» **Challenge**:
Extract every line of the records that contains the string "covered".

» **Excerpts from labeled region data**:
== == ==

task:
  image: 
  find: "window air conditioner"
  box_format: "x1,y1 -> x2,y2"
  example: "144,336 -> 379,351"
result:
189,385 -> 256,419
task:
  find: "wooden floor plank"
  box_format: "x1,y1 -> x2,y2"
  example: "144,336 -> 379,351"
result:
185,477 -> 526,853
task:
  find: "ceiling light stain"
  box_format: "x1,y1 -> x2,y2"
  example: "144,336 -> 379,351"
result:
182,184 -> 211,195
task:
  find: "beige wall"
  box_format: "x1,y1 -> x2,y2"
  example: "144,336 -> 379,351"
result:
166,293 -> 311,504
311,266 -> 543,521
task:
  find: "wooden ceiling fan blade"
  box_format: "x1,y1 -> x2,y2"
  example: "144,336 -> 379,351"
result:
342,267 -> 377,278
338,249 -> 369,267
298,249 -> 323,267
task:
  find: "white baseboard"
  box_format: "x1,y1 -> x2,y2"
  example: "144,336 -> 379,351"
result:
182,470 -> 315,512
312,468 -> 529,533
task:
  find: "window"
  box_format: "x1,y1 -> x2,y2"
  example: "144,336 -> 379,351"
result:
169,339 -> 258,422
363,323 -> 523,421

== == ==

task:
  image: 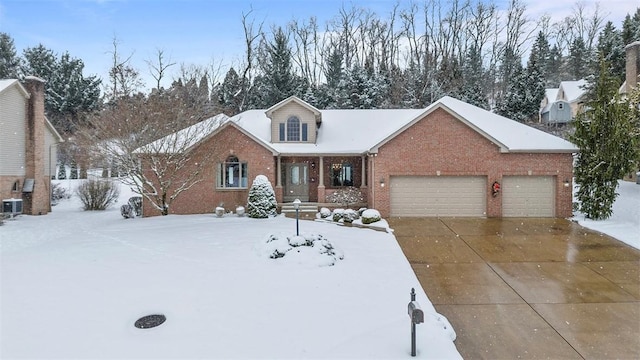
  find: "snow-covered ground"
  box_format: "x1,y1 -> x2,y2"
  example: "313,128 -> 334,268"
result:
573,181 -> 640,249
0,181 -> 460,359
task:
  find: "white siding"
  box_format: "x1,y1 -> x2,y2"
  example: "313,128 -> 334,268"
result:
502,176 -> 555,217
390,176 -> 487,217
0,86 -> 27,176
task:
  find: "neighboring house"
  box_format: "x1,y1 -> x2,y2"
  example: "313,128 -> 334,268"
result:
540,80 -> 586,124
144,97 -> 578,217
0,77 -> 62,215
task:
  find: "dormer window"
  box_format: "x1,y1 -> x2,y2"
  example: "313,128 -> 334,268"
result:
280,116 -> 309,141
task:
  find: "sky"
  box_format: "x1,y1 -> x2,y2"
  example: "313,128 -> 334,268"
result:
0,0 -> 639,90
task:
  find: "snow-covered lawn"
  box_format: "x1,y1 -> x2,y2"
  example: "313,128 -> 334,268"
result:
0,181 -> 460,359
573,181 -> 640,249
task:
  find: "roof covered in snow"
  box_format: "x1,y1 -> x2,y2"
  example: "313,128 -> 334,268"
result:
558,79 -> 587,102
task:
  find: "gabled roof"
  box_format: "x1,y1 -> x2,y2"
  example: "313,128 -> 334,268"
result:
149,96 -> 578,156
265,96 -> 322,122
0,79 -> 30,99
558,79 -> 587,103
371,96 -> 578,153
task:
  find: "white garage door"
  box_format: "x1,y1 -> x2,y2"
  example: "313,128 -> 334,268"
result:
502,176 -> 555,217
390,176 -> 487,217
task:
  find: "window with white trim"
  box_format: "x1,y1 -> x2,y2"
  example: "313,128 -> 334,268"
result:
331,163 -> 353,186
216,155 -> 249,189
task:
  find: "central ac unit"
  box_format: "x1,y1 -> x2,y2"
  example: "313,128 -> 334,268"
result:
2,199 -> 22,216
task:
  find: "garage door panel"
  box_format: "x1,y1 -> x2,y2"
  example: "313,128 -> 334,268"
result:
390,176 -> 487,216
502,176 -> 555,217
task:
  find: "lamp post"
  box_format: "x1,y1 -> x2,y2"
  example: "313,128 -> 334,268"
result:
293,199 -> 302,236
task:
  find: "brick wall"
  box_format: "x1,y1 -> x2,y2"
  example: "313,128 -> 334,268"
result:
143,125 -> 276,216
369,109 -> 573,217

== == ==

» **Output of the exercise**:
  find: "snow-covered ground"
  find: "snow-covered lawn"
  find: "roof covered in snow"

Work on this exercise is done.